## TASK TO CARRY OUT
Set out the records below again exactly; skip the images.

## RECORDS
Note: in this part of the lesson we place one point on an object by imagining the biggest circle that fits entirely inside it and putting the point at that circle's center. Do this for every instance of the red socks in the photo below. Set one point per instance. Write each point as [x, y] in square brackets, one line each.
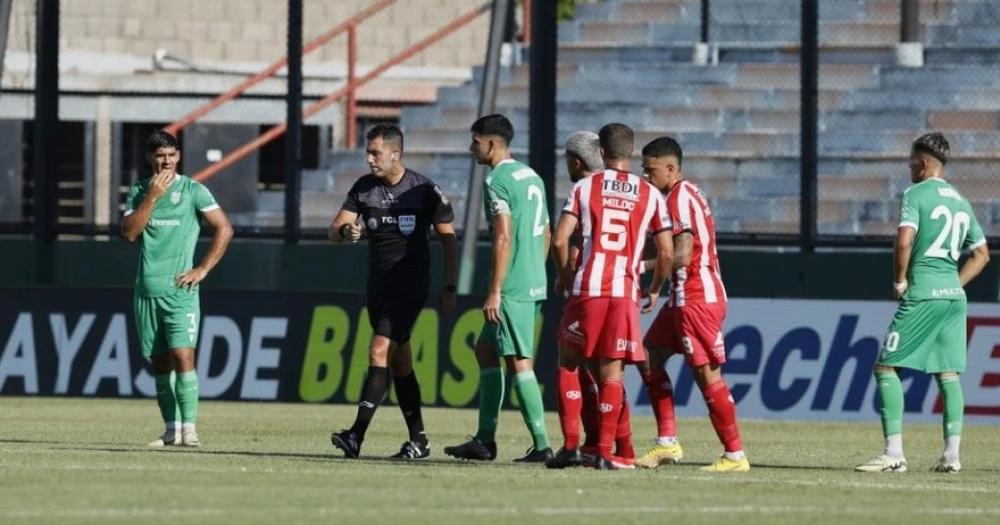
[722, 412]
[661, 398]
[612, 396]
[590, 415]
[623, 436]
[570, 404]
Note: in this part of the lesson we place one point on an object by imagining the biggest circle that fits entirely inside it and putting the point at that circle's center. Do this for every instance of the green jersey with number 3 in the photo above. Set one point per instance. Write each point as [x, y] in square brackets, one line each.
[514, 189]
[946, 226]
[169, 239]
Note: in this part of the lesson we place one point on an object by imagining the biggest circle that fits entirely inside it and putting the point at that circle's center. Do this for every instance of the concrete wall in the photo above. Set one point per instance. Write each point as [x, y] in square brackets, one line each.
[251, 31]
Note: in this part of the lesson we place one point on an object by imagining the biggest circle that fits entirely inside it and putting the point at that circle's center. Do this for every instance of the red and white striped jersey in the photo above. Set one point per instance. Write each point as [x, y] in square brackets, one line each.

## EXERCISE RESPONSE
Note: in this part of the lesson we place one point on an object by imagining the biggest circle that fits entirely inside it and putting the point at that circle's center. Do this for every instance of the red socks in the photo below. Set one point per instance. Write each point as [x, y] in square brackets, one line each.
[722, 412]
[661, 398]
[612, 396]
[590, 415]
[623, 436]
[570, 404]
Note: in this part of the lesson we place one point on an object by imagining the biggest circle that fits entirely inside it and putting the point at that circle's center. Do this for every instance of the green jersey with number 3 in the photo above. Set one point per instance. Write each point as [x, y] in square brackets, one line each.
[514, 189]
[946, 226]
[169, 239]
Note: in this part of the lesson we place one point on an object by imagining the biggest circle that fits entirely inside it and putting the point at that circle's center. Do this for every instance of the concrete wall in the photo above. Set one point per instance. Write each point as [x, y] in square brackets, one line each.
[251, 31]
Note: in this part of the lesson we place one point on an object by imagining the biggest circle that fits entirely inside it and putting the point at that circle's center. Do this for every instance of the red and white striped jersey in the photo above. Set one point per instance. Write each point as [x, y] in square brackets, one line each.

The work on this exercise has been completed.